> **Problem statement**:
Your response should be the lines from the one holding "Please inspect the picture provided and identify clear" to the last line of the data below, copied exactly and with no additions.
********************
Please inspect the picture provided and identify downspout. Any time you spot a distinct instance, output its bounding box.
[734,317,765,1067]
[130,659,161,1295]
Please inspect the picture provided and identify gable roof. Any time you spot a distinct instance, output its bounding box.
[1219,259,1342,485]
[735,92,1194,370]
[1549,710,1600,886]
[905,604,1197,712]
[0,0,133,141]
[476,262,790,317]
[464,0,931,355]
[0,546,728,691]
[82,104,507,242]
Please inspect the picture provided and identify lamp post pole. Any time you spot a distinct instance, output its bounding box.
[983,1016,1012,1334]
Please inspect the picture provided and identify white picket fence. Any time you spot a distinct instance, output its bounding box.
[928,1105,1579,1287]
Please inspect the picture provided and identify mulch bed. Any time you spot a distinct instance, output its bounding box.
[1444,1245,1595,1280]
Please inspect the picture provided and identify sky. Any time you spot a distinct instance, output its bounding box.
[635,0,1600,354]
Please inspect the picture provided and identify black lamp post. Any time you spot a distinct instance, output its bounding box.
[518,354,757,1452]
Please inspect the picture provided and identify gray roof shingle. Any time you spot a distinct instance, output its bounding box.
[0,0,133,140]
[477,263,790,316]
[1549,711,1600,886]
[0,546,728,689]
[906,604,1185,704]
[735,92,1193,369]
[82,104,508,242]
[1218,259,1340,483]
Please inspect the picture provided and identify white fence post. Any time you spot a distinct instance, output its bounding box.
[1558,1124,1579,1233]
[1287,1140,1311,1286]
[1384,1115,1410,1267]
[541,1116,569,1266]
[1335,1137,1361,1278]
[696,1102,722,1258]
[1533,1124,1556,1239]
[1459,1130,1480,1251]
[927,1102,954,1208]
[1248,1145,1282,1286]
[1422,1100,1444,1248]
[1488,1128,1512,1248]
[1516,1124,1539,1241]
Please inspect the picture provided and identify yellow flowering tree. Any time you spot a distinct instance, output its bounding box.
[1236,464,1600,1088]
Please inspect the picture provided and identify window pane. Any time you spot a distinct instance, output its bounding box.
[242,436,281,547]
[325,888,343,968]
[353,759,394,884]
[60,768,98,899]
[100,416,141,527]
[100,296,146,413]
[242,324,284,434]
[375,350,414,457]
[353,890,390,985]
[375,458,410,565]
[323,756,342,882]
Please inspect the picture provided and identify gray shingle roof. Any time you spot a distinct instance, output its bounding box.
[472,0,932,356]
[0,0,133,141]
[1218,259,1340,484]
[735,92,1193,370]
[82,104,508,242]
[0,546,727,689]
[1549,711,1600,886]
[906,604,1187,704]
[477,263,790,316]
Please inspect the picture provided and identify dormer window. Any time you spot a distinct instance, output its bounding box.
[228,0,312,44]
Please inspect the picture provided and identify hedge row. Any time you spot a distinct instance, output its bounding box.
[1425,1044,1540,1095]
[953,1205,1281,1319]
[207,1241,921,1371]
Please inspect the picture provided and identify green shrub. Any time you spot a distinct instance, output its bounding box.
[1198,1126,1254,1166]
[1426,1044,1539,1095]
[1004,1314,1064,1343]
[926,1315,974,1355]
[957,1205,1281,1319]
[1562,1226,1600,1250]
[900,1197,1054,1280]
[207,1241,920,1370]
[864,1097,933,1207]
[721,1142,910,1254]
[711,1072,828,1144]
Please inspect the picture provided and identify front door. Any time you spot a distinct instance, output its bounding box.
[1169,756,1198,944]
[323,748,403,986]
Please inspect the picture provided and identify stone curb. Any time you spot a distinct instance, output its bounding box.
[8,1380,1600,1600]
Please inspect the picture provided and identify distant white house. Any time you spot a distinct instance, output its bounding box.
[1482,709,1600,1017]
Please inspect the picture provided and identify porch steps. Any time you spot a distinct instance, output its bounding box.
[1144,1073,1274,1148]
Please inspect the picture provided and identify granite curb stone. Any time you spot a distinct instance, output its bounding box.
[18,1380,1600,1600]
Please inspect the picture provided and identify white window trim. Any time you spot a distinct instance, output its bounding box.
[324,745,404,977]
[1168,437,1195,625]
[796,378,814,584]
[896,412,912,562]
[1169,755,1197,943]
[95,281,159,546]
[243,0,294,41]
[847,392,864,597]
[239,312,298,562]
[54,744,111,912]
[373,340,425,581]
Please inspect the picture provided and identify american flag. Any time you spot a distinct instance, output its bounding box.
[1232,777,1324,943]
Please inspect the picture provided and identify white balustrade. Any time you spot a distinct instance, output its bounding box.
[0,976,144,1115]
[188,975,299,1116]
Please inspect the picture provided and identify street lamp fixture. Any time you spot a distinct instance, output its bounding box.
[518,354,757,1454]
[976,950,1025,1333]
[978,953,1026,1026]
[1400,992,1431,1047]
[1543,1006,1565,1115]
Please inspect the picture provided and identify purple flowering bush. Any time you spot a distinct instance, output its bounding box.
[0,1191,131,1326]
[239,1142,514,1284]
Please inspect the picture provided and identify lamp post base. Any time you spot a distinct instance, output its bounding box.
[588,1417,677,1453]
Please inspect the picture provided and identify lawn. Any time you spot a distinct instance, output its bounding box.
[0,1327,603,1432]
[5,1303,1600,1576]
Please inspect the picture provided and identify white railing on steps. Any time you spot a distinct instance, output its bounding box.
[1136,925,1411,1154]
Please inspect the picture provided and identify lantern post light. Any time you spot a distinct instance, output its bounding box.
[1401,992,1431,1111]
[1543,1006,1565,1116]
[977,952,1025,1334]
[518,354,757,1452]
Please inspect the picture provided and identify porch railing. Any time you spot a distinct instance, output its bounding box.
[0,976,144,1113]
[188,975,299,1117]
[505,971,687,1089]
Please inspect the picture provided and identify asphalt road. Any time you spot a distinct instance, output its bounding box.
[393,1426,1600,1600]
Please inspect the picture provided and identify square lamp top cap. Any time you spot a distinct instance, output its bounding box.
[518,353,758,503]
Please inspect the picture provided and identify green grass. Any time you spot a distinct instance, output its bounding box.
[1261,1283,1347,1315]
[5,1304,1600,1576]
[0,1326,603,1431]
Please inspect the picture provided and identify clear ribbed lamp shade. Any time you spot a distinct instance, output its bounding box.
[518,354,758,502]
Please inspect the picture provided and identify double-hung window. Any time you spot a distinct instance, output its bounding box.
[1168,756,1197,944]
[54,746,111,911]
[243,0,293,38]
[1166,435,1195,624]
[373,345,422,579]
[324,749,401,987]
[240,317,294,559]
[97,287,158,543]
********************
> **Output for this task**:
Please inspect the picture provided and identify clear ribbed lamp shade. Any time you spot a distinct instance, output its bounding box.
[518,354,758,502]
Please inspect the picture provided and identify double-hung window. Any time you spot a distinct instance, output its bounding box.
[1168,756,1197,944]
[54,746,111,911]
[243,0,293,38]
[1166,435,1195,624]
[373,345,422,579]
[324,749,401,987]
[240,317,294,559]
[97,287,158,543]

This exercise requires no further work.